Text passage

Now all the required types are defined.

Defining Data Sources

To keep this example simple, Ballerina in-memory tables are used. Ballerina has a built-in table type that suites this scenario. Note that these can be easily converted to a relational database.

Following are the definitions of the two tables that are used in this example to store the users and the publishers. These tables are defined in the datasource.bal file.

isolated table<User> key(id) userTable = table [];

isolated table<Publisher> key(id) publisherTable = table [];

Implementing Kafka Connectivity

Ballerina has a ballerinax/kafka package, which is a part of the Ballerina extended library, that is used to communicate with a Kafka broker. It is used in this example.

Note: To use ballerinax/kafka package, it should be pulled from the Ballerina central. To pull the package, execute the following command in a terminal.

bal pull ballerinax/kafka

Alternatively, the Ballerina VS Code plugin can be used to pull the package via code actions.

All the Kafka-related code in this example is found in kafka_utils.bal file.

Actions to take
**1)** Answer these questions from the Ballerina passage:
(a) Which file defines the user and publisher tables?
(b) What terminal command pulls the Kafka package?
(c) Which file holds all the Kafka-related code?
**2)** Print the Ballerina passage starting with "Implementing Kafka Connectivity" and going on through "via code actions.".

Supplied records

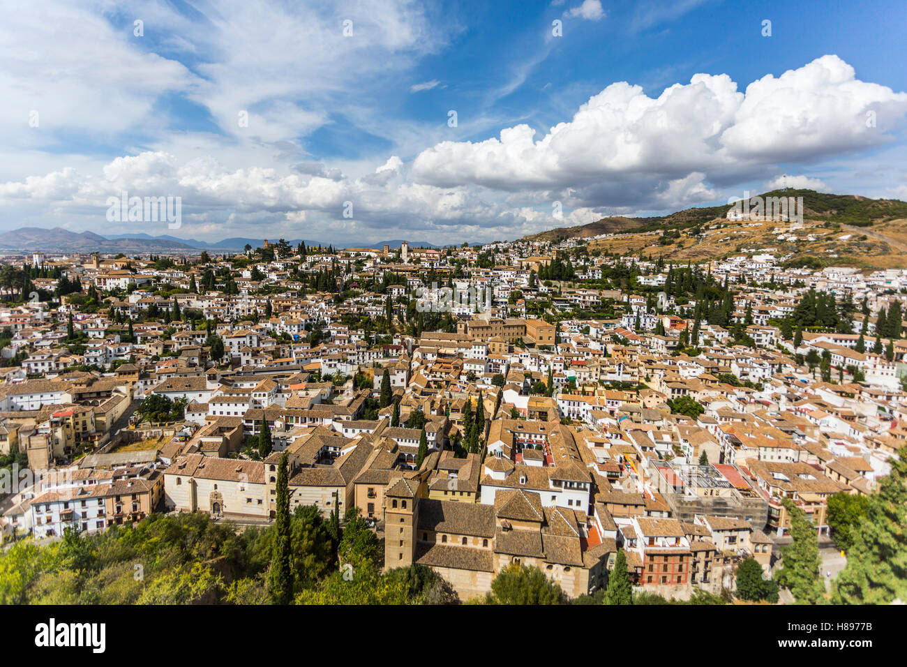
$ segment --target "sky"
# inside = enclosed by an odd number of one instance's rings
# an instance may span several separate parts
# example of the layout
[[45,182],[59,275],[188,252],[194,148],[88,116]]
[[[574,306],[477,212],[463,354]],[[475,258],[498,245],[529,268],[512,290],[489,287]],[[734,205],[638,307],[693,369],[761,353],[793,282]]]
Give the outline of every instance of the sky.
[[902,0],[0,3],[0,231],[440,245],[907,200]]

Outputs
**1)**
(a) datasource.bal
(b) bal pull ballerinax/kafka
(c) kafka_utils.bal

**2)**
Implementing Kafka Connectivity

Ballerina has a ballerinax/kafka package, which is a part of the Ballerina extended library, that is used to communicate with a Kafka broker. It is used in this example.

Note: To use ballerinax/kafka package, it should be pulled from the Ballerina central. To pull the package, execute the following command in a terminal.

bal pull ballerinax/kafka

Alternatively, the Ballerina VS Code plugin can be used to pull the package via code actions.